YOUR GOAL:
Shift the answer points by adding 3 to each of their coordinates, and copy out every line of the data, starting at its first line and ending at the line containing "point(167, 105)", both included. Keep the "Sample output" numbers and all other wording unchanged, and leave out the pictures.

▼

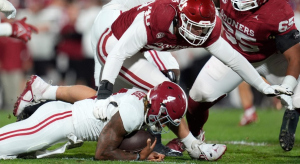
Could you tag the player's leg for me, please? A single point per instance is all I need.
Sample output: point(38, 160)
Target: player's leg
point(246, 97)
point(167, 64)
point(40, 131)
point(214, 81)
point(37, 89)
point(275, 73)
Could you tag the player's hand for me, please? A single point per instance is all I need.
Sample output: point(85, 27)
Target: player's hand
point(22, 30)
point(105, 89)
point(8, 9)
point(274, 90)
point(156, 157)
point(148, 149)
point(286, 101)
point(100, 108)
point(195, 151)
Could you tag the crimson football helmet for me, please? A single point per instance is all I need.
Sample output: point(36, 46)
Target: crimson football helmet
point(197, 18)
point(167, 104)
point(244, 5)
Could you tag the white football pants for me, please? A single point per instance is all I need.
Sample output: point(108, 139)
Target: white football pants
point(142, 70)
point(216, 79)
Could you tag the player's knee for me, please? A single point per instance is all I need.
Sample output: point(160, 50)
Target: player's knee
point(296, 101)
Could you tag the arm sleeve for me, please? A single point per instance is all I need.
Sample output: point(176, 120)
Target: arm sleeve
point(233, 59)
point(134, 38)
point(5, 29)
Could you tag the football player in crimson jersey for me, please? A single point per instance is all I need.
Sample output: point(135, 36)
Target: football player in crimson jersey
point(163, 25)
point(267, 39)
point(128, 110)
point(185, 24)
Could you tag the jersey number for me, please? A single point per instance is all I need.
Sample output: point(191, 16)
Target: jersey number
point(239, 39)
point(285, 25)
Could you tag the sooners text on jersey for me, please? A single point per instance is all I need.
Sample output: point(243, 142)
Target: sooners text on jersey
point(253, 32)
point(158, 16)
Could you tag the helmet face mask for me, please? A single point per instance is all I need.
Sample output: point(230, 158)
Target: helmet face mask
point(245, 5)
point(197, 20)
point(167, 105)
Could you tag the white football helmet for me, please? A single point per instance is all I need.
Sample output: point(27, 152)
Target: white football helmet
point(244, 5)
point(196, 15)
point(167, 103)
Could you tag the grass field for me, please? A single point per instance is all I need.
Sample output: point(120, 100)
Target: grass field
point(256, 143)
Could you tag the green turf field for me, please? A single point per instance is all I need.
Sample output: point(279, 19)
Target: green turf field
point(256, 143)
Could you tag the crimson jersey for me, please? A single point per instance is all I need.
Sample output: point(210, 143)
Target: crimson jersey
point(158, 18)
point(252, 33)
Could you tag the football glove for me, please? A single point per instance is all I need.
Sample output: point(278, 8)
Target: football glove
point(171, 75)
point(286, 101)
point(105, 89)
point(22, 30)
point(8, 9)
point(100, 109)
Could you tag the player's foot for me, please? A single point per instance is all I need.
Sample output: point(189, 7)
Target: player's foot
point(30, 108)
point(212, 152)
point(176, 144)
point(248, 118)
point(288, 129)
point(35, 87)
point(160, 148)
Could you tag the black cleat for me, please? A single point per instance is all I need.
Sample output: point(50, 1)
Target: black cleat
point(288, 129)
point(160, 148)
point(30, 109)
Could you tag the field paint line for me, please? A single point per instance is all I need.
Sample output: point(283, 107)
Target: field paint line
point(244, 143)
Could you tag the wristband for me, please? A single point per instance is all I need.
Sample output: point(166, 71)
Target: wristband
point(290, 82)
point(137, 156)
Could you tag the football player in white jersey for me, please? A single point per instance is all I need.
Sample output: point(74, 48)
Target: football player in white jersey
point(127, 111)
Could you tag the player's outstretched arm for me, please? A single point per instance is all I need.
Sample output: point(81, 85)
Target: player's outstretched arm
point(111, 137)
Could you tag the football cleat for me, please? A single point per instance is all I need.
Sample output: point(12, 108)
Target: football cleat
point(212, 152)
point(288, 129)
point(30, 109)
point(248, 119)
point(201, 136)
point(176, 144)
point(162, 149)
point(35, 87)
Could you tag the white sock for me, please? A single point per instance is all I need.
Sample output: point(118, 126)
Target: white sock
point(50, 93)
point(188, 140)
point(250, 111)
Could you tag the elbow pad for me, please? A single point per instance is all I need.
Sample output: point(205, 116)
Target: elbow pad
point(286, 41)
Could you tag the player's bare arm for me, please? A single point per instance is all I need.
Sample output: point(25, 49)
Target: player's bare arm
point(111, 137)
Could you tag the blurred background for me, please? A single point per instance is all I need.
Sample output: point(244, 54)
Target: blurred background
point(61, 51)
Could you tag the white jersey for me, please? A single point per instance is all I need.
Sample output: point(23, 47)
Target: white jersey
point(129, 104)
point(58, 121)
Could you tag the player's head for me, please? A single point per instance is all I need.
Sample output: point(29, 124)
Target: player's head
point(244, 5)
point(197, 18)
point(167, 103)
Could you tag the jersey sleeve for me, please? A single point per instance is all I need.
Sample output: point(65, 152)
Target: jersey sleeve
point(132, 116)
point(128, 45)
point(159, 21)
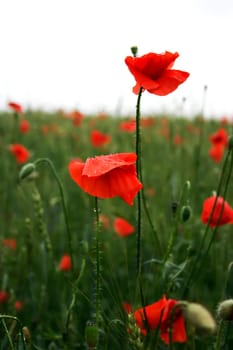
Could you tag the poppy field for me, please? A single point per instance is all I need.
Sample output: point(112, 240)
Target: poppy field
point(116, 232)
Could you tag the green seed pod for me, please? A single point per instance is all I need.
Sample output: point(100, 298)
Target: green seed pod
point(225, 310)
point(26, 170)
point(186, 213)
point(91, 334)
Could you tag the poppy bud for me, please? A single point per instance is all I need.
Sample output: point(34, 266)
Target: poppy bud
point(186, 213)
point(225, 310)
point(134, 50)
point(26, 170)
point(91, 334)
point(199, 317)
point(230, 142)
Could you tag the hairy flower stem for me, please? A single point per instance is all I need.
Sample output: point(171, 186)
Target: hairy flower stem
point(97, 263)
point(65, 212)
point(197, 264)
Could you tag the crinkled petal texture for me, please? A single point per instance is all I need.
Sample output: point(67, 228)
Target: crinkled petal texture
point(108, 176)
point(153, 73)
point(158, 314)
point(122, 227)
point(222, 214)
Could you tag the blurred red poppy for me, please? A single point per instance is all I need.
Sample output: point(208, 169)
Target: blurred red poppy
point(128, 126)
point(216, 152)
point(108, 176)
point(158, 315)
point(122, 227)
point(65, 263)
point(20, 152)
point(4, 296)
point(219, 137)
point(15, 107)
point(99, 139)
point(222, 214)
point(18, 305)
point(10, 243)
point(153, 73)
point(24, 126)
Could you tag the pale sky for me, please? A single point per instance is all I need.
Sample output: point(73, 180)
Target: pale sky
point(70, 53)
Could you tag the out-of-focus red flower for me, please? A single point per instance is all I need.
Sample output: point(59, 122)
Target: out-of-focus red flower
point(128, 126)
point(77, 117)
point(219, 137)
point(122, 227)
point(18, 305)
point(24, 126)
point(65, 263)
point(105, 221)
point(153, 73)
point(16, 107)
point(4, 296)
point(127, 307)
point(216, 152)
point(10, 242)
point(222, 214)
point(99, 139)
point(108, 176)
point(158, 315)
point(177, 140)
point(20, 152)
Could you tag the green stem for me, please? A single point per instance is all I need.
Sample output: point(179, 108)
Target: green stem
point(97, 264)
point(60, 186)
point(196, 266)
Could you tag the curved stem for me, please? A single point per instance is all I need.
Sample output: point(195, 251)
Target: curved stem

▲

WRITTEN REPLY:
Could you tag the player's leg for me, please? A single point per instance is all I need.
Sample output: point(38, 160)
Target: player's leg
point(249, 100)
point(170, 67)
point(43, 134)
point(217, 84)
point(40, 92)
point(278, 76)
Could you tag the player's hand for me, please? A single point per instance is all I need.
Sample output: point(85, 27)
Target: player's hand
point(25, 33)
point(108, 92)
point(11, 12)
point(277, 93)
point(159, 160)
point(151, 152)
point(289, 104)
point(103, 111)
point(198, 154)
Could you tag the crimson football helmet for me, please? A single point per instance is all I need.
Sample output: point(36, 46)
Target: crimson football helmet
point(200, 21)
point(170, 107)
point(247, 8)
Could you tag the white football pants for me, please? A single point per instance is all I need.
Sample output: point(108, 139)
Target: white football pants
point(145, 73)
point(219, 82)
Could you tag the player's knee for me, please? A single point per instance is all I need.
Sample output: point(160, 50)
Target: player's knee
point(299, 104)
Could you tag the arm sleeve for me, please? A single point per instance is all I need.
Sample output: point(176, 120)
Target: arm sleeve
point(236, 62)
point(137, 41)
point(8, 32)
Could you tag the football player in crimson jersey for me, please? A single point per instance is all I need.
Sample output: point(135, 36)
Target: football player in crimson jersey
point(166, 28)
point(270, 42)
point(131, 113)
point(188, 27)
Could you tag the jersey number for me, please? A single point per instance is all I need.
Sample output: point(191, 16)
Target: jersey number
point(242, 42)
point(288, 28)
Could you tag the sooners text on jersey for me, please? A single point per instance is all I need.
Sample output: point(243, 142)
Target: sooners text on jersey
point(256, 35)
point(161, 19)
Could you tag the helmet face mask for me, please? A single point per instance is all I need.
Sample output: point(230, 158)
Target: helmet face mask
point(248, 8)
point(200, 23)
point(170, 108)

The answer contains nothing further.